[Dataset items]
———

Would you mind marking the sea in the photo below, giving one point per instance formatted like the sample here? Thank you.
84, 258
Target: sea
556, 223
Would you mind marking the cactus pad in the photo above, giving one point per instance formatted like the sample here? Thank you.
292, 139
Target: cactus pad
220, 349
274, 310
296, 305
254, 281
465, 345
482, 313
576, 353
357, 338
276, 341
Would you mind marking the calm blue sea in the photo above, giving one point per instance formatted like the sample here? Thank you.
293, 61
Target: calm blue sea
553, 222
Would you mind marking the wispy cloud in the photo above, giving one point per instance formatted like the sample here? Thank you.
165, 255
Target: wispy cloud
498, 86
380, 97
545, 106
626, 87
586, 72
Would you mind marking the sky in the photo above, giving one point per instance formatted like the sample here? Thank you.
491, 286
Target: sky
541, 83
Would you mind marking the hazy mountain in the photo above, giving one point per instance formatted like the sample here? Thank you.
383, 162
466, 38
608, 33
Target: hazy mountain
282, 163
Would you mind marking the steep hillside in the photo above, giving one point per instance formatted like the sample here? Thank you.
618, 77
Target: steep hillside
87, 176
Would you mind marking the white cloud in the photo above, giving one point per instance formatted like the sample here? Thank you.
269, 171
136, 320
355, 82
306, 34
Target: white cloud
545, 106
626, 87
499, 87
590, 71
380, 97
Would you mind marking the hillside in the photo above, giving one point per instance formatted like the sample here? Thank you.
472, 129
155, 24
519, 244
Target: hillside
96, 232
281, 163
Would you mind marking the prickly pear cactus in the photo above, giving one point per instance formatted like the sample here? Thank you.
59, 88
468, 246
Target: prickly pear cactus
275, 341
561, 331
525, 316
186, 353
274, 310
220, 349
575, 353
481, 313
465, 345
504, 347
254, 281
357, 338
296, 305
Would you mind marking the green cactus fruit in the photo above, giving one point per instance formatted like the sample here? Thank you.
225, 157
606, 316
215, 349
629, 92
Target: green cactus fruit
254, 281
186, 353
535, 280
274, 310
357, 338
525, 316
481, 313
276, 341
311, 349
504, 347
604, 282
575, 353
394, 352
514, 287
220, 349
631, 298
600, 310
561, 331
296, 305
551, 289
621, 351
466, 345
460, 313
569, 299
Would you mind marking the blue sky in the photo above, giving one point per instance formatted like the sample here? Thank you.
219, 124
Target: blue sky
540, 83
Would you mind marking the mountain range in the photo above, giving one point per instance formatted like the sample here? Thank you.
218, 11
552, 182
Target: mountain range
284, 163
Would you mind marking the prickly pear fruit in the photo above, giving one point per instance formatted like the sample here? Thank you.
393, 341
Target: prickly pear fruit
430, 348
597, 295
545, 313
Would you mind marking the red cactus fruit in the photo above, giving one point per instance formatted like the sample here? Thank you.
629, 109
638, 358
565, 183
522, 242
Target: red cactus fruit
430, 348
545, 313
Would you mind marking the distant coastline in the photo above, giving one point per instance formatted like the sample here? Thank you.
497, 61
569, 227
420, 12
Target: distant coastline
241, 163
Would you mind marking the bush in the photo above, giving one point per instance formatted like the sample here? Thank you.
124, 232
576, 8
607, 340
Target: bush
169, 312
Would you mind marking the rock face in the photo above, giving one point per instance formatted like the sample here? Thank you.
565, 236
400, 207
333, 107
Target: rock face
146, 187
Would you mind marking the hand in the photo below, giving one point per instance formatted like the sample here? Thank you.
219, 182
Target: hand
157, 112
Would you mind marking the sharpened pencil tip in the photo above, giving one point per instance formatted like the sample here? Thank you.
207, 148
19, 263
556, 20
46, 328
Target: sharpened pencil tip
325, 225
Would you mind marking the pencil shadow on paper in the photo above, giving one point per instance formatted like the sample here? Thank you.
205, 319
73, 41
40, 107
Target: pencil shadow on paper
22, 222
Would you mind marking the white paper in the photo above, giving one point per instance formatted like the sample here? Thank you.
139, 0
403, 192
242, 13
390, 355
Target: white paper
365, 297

———

Activity: Repeat the data. Leave nothing out and change nothing.

Problem solution:
Would you mind marking the sea in the photo below, giving one point per instance formatted like the sample here? Thank you.
84, 258
Target: sea
556, 223
Would you mind marking the cactus pad in the photo above, giving one point per instance formatted like the sample here? Thank you.
292, 139
Target: cactus pad
220, 349
274, 310
296, 305
254, 281
465, 345
482, 313
576, 353
357, 338
276, 341
Would you mind marking the calm blue sea in the photo above, giving one point per instance formatted like the sample here? Thank you.
293, 61
Target: calm blue sea
553, 222
Would you mind marking the wispy cloud in the photo above, giving one point per instance formatted like the sample here? Thank you.
165, 255
Target: wispy cloud
498, 86
380, 97
545, 106
626, 87
586, 72
Would you mind marking the sky in the photo above, giving one point per instance formatted like the sample here? Thank you.
491, 286
Target: sky
541, 83
Would you mind marking the hazy mountain in the photo above, giving one point per instance formatted like the sample here? Thank you.
383, 162
466, 38
608, 33
Target: hazy mountain
282, 163
Would you mind marking the steep hillside in the photo above, giving one point per instance formatted like the sample here? Thank you.
618, 77
Target: steep hillside
87, 176
Would you mind marking the white cloud in the photo above, giving one point per instance formatted like the sample here? Thank you.
269, 171
136, 320
355, 82
306, 34
Target: white cloud
545, 106
626, 87
499, 87
590, 71
380, 97
Would you mind marking the hillside in the photo above, giving one point per instance formatted like the sample here? Thank you.
472, 129
155, 24
519, 244
Target: hillside
96, 232
281, 163
Would you mind marking the prickly pear cactus in the photo above, giving one point per instance formatted like the sample here? Thank you.
59, 88
468, 246
Target: prickly pear cactus
275, 341
561, 331
525, 316
186, 353
274, 310
220, 349
575, 353
481, 313
465, 345
504, 347
254, 281
357, 338
296, 305
Would you mind marking the green cactus fruit in the photo above, giving one point per instance formatted like the sample here? Thank you.
225, 157
606, 316
215, 349
629, 92
Target: green cactus fruit
254, 281
186, 353
535, 280
274, 310
357, 338
525, 316
481, 313
276, 341
311, 349
504, 347
604, 282
575, 353
394, 352
514, 287
220, 349
631, 298
600, 310
561, 331
296, 305
551, 289
621, 351
466, 345
460, 313
569, 299
Would you mind marking the blue sky in the photo above, giving one point per instance formatted like the sample here? Thank you.
219, 124
Target: blue sky
540, 83
Would you mind marking the mountain range in the photo above, giving one point per instance formatted like the sample here? Thank you.
218, 11
552, 182
Target: mountain range
284, 163
Would you mind marking the prickly pear fruit in the photo above, giving one point per instance formatted like the sample here? Thank you.
393, 341
Target: prickly pear fruit
430, 348
597, 295
545, 313
Would you mind marking the red cactus fruit in the photo above, giving one point per instance formatted like the sample here? Thank you.
629, 109
638, 358
565, 183
522, 242
Target: red cactus fruit
430, 348
545, 313
Would you mind marking the distant coastline in the photo above, giving one point per instance formatted like the sample here? Thank you.
497, 61
569, 227
420, 12
Target: distant coastline
241, 163
Would you mind marking the bush in the photo above, giving one point per instance formatted like the sample here? Thank you.
124, 232
576, 8
607, 340
Target: bush
169, 312
Would you mind marking the rock face in the photo above, giving one point per instance formatted like the sample here? Thank you.
565, 236
400, 207
333, 107
Target: rock face
146, 187
Would you mind marking the hand in the photo below, giving one point per instance formatted like the sample here? Thank you.
219, 182
Target: hand
157, 112
Would you mind marking the sharpened pencil tip in the photo above, giving one point per instance formatted like the sample here? Thank you.
207, 148
19, 263
556, 20
46, 328
Target: sharpened pencil tip
325, 225
Would you mind marking the pencil shadow on paper in the photo above, giving one point per instance formatted like the sample here? Thank you.
205, 319
73, 41
40, 107
Target: pencil shadow on paper
22, 222
Would you mind marking the white paper in the photo above, giving one point per instance formatted like the sample here? Thank you.
139, 0
403, 192
242, 13
390, 355
Target: white paper
365, 297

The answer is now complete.